Task objective: The output should consist solely of the line containing "Pick out the forest, placing" and the lines that follow it through the end of the data below.

Collected data

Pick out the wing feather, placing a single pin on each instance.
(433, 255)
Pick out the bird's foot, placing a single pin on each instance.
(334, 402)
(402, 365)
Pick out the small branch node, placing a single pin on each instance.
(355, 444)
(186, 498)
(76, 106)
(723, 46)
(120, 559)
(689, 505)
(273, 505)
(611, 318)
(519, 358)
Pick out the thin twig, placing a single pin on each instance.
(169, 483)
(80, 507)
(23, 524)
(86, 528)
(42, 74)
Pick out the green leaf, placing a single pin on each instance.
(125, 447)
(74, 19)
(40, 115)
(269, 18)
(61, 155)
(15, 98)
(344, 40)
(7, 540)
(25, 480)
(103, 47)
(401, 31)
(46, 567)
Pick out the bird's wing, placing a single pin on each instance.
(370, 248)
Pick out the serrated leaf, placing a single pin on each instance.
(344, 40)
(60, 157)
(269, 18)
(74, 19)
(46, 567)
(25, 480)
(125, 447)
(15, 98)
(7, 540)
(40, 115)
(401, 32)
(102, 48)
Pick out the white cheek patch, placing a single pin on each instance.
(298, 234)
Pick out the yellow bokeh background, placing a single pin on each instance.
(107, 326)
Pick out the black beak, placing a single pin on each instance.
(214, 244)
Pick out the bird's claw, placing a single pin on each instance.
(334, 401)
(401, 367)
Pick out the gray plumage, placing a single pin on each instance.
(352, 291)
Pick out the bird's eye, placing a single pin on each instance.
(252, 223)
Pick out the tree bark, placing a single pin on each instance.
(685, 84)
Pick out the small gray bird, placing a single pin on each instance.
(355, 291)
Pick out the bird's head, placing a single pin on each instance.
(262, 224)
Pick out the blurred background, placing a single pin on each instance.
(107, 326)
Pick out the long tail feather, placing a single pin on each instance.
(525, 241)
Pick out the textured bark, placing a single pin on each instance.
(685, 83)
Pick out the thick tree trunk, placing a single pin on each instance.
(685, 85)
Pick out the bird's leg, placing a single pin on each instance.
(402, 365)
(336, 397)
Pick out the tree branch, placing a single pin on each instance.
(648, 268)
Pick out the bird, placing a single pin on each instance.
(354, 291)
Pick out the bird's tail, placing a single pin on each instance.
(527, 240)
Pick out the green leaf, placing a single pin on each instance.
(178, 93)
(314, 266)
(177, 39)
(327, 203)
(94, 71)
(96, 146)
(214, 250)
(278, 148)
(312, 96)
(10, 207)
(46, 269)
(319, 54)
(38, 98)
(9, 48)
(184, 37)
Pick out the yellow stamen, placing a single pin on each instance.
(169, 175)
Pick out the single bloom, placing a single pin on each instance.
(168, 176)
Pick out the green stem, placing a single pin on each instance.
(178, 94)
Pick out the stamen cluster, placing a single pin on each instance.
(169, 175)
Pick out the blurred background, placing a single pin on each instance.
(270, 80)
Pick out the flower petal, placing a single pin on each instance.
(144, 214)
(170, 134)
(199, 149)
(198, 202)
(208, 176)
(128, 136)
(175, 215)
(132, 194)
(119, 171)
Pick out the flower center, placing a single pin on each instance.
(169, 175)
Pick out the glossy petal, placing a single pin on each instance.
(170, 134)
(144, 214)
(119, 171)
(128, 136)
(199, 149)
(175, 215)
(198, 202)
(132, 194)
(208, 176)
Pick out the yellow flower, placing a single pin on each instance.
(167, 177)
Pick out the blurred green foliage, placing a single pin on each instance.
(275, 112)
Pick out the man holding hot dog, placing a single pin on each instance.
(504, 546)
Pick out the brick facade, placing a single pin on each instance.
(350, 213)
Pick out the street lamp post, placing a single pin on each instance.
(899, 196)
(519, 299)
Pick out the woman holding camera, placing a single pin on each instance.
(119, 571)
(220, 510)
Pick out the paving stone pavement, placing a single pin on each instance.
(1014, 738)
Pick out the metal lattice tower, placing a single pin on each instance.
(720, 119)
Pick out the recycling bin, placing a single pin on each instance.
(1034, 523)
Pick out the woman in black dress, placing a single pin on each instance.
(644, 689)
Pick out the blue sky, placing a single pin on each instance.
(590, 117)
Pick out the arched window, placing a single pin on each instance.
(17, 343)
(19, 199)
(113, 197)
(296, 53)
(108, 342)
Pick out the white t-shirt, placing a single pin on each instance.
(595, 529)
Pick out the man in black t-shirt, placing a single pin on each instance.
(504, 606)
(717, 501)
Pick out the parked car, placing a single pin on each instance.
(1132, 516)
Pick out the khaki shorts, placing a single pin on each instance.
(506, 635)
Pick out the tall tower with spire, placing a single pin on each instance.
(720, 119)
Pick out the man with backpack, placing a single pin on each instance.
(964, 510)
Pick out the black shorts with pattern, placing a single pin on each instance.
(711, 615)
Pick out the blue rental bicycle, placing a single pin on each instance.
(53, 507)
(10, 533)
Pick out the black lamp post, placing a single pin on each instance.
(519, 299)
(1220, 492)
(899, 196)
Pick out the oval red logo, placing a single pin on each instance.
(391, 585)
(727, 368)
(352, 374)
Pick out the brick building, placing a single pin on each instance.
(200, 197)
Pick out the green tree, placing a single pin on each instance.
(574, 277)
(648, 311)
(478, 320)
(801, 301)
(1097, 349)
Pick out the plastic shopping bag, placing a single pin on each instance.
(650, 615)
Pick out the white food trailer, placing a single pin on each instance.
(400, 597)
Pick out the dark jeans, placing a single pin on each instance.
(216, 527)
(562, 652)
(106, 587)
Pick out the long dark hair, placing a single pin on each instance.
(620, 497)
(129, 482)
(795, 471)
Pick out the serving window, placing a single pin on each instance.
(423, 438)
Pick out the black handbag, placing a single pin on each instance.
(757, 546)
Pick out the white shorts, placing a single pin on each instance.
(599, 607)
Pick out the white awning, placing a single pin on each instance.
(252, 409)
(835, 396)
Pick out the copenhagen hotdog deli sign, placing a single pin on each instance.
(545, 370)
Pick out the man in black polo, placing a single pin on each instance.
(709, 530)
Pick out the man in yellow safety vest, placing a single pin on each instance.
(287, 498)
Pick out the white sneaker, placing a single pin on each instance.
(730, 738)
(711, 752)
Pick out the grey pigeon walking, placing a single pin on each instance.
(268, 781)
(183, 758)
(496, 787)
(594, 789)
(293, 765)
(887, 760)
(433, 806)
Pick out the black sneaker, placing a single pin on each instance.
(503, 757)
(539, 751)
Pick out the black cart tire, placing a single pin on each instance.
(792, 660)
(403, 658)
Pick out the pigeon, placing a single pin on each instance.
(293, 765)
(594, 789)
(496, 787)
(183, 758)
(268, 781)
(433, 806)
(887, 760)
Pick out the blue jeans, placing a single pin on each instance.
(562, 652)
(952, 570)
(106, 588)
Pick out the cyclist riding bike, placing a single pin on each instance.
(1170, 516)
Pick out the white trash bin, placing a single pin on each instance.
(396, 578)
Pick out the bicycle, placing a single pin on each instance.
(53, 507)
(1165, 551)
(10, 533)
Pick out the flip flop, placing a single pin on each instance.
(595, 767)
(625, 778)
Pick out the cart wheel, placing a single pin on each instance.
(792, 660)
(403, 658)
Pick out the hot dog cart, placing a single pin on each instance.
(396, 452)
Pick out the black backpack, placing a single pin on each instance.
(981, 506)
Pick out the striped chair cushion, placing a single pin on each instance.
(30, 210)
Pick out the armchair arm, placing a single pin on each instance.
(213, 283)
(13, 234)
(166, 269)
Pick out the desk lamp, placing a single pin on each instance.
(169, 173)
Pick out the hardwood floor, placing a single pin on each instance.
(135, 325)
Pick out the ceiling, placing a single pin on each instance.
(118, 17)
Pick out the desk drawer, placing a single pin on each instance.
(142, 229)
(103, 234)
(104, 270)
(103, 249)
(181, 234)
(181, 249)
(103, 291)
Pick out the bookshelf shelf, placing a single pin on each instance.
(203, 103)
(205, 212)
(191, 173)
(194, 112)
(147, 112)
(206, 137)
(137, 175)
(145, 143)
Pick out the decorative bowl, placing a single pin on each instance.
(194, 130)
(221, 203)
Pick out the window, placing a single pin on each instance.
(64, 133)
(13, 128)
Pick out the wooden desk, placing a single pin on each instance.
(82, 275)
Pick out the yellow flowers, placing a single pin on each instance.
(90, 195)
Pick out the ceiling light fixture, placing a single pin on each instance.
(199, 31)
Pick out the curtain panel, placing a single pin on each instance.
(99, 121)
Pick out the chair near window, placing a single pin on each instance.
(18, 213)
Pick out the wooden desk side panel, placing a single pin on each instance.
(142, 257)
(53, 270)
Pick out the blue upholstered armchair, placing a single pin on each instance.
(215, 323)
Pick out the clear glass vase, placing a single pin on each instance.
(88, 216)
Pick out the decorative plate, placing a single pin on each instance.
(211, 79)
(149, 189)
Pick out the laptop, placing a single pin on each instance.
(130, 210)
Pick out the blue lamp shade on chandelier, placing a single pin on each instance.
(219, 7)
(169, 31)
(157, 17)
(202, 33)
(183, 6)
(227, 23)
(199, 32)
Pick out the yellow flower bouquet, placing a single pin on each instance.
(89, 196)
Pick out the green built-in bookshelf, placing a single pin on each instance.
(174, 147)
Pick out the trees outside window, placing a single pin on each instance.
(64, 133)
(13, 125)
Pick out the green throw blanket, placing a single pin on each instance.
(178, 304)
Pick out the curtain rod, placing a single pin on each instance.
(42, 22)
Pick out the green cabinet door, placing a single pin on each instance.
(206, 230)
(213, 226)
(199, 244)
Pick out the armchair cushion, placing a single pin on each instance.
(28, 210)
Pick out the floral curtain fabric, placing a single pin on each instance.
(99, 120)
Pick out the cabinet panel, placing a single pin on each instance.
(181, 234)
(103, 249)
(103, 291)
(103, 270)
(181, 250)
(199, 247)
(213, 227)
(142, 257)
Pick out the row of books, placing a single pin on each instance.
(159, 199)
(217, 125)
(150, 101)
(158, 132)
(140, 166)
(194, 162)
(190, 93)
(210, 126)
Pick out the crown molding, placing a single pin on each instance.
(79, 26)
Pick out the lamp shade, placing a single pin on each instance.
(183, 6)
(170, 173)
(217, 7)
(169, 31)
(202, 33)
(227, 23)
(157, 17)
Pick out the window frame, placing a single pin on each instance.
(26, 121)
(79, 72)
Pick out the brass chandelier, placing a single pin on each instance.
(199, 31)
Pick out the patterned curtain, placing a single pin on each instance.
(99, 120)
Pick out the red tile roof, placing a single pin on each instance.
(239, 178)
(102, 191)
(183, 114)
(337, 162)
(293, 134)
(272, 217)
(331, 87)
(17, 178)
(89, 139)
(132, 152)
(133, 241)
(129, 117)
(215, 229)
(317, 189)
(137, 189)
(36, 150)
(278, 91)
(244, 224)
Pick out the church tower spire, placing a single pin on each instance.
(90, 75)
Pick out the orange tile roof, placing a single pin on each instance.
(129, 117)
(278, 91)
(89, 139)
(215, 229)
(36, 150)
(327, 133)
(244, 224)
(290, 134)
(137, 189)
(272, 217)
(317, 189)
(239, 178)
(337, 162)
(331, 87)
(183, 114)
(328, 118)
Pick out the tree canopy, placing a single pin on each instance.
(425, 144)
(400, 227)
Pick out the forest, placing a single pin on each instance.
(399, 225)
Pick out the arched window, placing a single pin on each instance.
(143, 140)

Response to the exercise:
Pick out the forest, placing a single pin on each instance.
(399, 225)
Pick out the arched window, placing a single pin on each instance.
(143, 140)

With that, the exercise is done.